▶ PROBLEM DESCRIPTION:
In the controller review below, copy the text between "What I like" and "No dilema here.", inclusive, word for word.

=== PROVIDED PASSAGE ===

The last part means a lot. Jim has been racing since the 60's and making controllers since 1990. That is good enough for me.

The first thing that catches your eye is the tall circuit board coming out of the top and the dual control knobs. Very straight forward approach and I like it.

I really like the fact the wiper/contact is easily accessible for cleaning. It' amused me because I have been slicing my standard Parma Econo controllers for year just for this purpose. Now there is no need to take the unit apart for that quick clean up.

What I like is the visible numbering system for the knobs. It clearly shows you which way to turn the knobs to increase or decrease the action. Not all controllers have that. I can't count how many times people have asked me "which way is what?" on my PM controllers. No dilema here.

"What is that thing on the cord?" I hear that a lot about controllers. Perfectly honest question because not all enthusiasts out there have used or seen controllers like this. The top part is simply a heatsink module. It does what it's namesake says it does. It keeps things cooler. When the juice starts flowing it helps cool the transistor.

=== DATASET RECORDS ===

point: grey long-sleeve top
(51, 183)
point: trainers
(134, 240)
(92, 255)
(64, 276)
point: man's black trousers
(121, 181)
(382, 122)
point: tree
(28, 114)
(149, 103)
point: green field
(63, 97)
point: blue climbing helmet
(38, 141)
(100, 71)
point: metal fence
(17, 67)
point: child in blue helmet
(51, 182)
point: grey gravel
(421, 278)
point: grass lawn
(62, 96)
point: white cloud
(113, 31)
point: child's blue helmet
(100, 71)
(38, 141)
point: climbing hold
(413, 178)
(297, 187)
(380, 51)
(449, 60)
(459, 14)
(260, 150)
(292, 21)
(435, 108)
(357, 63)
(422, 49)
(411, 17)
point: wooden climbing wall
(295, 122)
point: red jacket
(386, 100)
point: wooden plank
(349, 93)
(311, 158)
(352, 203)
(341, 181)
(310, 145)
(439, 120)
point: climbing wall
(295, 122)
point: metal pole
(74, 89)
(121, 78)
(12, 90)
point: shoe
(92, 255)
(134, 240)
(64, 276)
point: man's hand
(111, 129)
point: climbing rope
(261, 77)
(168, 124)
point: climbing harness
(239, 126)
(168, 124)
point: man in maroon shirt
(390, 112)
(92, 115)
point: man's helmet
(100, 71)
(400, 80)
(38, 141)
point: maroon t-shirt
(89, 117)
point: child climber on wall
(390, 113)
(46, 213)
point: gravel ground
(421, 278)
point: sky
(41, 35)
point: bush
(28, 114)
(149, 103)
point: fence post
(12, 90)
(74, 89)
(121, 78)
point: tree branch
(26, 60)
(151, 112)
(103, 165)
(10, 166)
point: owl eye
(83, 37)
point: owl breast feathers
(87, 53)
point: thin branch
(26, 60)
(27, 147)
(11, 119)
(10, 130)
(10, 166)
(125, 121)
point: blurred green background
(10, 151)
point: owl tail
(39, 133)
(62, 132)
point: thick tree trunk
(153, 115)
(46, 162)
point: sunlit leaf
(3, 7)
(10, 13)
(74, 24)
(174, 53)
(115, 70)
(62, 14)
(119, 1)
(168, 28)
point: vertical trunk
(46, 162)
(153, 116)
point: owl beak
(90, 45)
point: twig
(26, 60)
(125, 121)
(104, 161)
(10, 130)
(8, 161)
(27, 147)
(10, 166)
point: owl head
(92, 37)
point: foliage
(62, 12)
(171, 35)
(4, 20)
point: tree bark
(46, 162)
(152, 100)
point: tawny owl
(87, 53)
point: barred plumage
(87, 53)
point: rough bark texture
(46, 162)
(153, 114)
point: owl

===

▶ RESPONSE TO THE EXERCISE:
What I like is the visible numbering system for the knobs. It clearly shows you which way to turn the knobs to increase or decrease the action. Not all controllers have that. I can't count how many times people have asked me "which way is what?" on my PM controllers. No dilema here.